WRITTEN REQUEST A:
Print the records from the first line through the line containing "[[58, 202], [217, 196], [202, 187]]", including both of those lines.

Our primary interest was in how children would respond when the expert and novice went on to make conflicting claims regarding new dogs and artifacts: Would they defer to the dog expert’s testimony for both artifact and dog labels in line with documented halo effects, or would they sequester their deference to the domain of expertise? Results from two types of test trial indicate that children preferred to learn dog names, but not artifact names, from dog experts. Thus, consistent with the results of Lutz and Keil’s (2002) work on the division of cognitive labor, and in contrast with previous work suggesting that children overestimate the knowledge of others (e.g., Taylor et al., 1994), even preschoolers seem to recognize that expertise in one domain does not necessarily generalize to another, unrelated domain.

In Study 2, we posed a similar question regarding the scope of children’s epistemic generalizations, but this time when one of the informants showed herself to be inexpert about dogs. Children’s mistrust of an informant may be specific to the domain in which an informant has erred in the past, just as their trust of an informant in Study 1 was specific to the domain in which the informant demonstrated expertise. Alternatively, there may be an asymmetry between expectations about competence and incompetence such that children avoid an incompetent source regardless of domain. If children think that incompetence in one domain runs the risk of occurring in other domains, children might avoid information from the inept source regarding names of both dogs and artifacts. Study 2 was designed to explore these possibilities.

Study 2

In Study 2, we used the same procedure to investigate the scope of children’s expectations about an informant who was incompetent about a particular domain. One informant was identified by the experimenter as knowing very little about dogs, and subsequently referred to each of several dogs as a “cat”; the other speaker was introduced neutrally and made neutral comments about the same dogs. If children treat a person’s incompetence as domain specific, we expect them to avoid the incompetent informant when gathering information about dogs but not when gathering information about artifacts. If they treat incompetence as domain general, then they should avoid the incompetent informant in both cases.

Method

Participants

Participants were sixteen 3-year-olds (mean age = 3;6, range = 3;0–3;11; 9 girls) and sixteen 4-year-olds (mean age = 4;5, range = 4;1–4;11; 8 girls). The sample was randomly selected from the same database as the first study. No child had participated in Study 1.

Design and Procedure

Study 2 incorporated the same stimuli and basic procedure as Study 1. As in Study 1, all children experienced the same scaffolding, familiarization, and explicit judgment trials. Only the test stimuli differed between the two conditions. Specifically, half of the children at each age saw the informants label dogs (dog condition) and half of the children saw the informants label artifacts (artifact condition). The focal difference between the Study 1 and Study 2 was that children in Study 2 were presented with an informant who was said to be inexperienced about dogs and shown to be inept about them, along with a second informant whose level of dog knowledge was left unspecified. This manipulation led to procedural differences from Study 1 in the scaffolding, explicit judgment questions and familiarization phase which we describe next.

TASK INPUTS:
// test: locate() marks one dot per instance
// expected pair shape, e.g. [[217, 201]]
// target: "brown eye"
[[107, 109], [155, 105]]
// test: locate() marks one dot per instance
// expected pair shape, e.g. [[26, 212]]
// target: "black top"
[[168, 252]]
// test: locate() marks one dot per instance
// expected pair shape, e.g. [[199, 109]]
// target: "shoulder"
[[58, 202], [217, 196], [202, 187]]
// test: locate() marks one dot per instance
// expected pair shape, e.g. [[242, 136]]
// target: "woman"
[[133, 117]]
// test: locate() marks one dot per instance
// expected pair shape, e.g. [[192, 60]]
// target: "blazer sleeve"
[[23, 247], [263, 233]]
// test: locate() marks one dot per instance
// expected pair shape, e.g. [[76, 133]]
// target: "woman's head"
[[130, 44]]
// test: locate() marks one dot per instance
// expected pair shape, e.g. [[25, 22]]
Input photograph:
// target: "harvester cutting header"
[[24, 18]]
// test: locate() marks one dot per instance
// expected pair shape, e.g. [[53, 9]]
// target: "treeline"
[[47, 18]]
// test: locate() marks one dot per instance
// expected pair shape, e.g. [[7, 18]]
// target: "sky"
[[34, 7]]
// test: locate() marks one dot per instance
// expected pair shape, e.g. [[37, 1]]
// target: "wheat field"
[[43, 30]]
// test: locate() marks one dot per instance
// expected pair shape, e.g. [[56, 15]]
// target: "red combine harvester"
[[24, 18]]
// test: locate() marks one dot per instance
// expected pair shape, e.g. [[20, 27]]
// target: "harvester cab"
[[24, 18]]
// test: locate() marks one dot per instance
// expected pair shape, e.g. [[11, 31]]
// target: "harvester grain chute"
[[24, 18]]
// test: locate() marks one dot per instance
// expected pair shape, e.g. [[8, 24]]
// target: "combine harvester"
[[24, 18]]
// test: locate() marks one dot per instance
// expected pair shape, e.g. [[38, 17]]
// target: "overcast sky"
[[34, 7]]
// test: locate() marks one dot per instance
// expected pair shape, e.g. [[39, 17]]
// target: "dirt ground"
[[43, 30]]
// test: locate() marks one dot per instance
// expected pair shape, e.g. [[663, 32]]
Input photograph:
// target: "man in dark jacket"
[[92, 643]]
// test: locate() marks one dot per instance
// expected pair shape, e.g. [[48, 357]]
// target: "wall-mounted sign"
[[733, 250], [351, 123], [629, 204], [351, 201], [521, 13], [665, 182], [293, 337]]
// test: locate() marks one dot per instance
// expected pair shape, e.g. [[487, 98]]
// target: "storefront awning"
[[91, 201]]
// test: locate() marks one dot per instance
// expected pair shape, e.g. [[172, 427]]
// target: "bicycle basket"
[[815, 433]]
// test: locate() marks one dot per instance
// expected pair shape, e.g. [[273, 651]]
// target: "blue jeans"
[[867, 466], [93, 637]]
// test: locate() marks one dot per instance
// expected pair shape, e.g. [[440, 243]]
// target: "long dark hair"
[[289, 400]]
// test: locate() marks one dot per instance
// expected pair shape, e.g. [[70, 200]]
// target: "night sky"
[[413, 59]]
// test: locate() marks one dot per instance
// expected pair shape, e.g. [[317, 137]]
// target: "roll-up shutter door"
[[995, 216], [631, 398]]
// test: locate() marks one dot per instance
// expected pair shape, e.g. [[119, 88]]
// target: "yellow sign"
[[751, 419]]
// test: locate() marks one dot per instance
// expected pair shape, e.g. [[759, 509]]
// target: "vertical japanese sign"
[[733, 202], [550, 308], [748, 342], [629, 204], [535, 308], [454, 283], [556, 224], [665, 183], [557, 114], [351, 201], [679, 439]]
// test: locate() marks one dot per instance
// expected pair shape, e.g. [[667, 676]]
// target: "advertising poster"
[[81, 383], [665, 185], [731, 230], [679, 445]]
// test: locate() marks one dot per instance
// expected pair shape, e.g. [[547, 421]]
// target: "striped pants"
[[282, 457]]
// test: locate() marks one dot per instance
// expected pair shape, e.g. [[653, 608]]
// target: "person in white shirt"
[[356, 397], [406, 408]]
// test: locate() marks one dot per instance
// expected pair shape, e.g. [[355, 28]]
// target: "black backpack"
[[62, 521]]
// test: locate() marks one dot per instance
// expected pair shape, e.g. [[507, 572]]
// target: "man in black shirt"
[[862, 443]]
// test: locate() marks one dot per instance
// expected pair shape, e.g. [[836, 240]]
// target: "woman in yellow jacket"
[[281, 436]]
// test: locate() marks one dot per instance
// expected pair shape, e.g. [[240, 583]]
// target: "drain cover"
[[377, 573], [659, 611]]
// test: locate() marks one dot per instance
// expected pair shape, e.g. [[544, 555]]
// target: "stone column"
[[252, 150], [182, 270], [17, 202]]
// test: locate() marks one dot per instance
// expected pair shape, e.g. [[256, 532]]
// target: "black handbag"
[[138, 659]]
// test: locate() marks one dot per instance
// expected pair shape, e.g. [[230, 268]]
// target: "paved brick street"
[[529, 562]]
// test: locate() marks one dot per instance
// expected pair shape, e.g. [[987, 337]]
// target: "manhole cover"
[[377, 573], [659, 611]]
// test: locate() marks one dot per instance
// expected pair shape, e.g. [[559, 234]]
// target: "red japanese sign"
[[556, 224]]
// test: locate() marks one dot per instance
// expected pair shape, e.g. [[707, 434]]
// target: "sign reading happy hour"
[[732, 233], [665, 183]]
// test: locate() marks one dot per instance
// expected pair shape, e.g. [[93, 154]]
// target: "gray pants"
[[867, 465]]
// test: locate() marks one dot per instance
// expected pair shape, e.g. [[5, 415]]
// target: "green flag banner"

WRITTEN REQUEST B:
In the text on children's trust in expert and inexpert informants, condense the paragraph beginning "In Study 2, we used the same procedure" into a short bulleted list that keeps its main facts.

TASK RESPONSE A:
// test: locate() marks one dot per instance
// expected pair shape, e.g. [[217, 201]]
// target: "brown eye"
[[107, 109], [155, 105]]
// test: locate() marks one dot per instance
// expected pair shape, e.g. [[26, 212]]
// target: "black top"
[[168, 252]]
// test: locate() marks one dot per instance
// expected pair shape, e.g. [[199, 109]]
// target: "shoulder"
[[58, 202], [217, 196], [202, 187]]

TASK RESPONSE B:
- Study 2 used the same procedure to test how broadly children apply expectations about an informant who is incompetent in one domain.
- One informant was described by the experimenter as knowing very little about dogs and then called several dogs a "cat."
- The other informant was introduced neutrally and made neutral comments about the same dogs.
- If children see incompetence as domain specific, they should avoid the incompetent informant for dog information but not for artifact information.
- If they see incompetence as domain general, they should avoid that informant in both cases.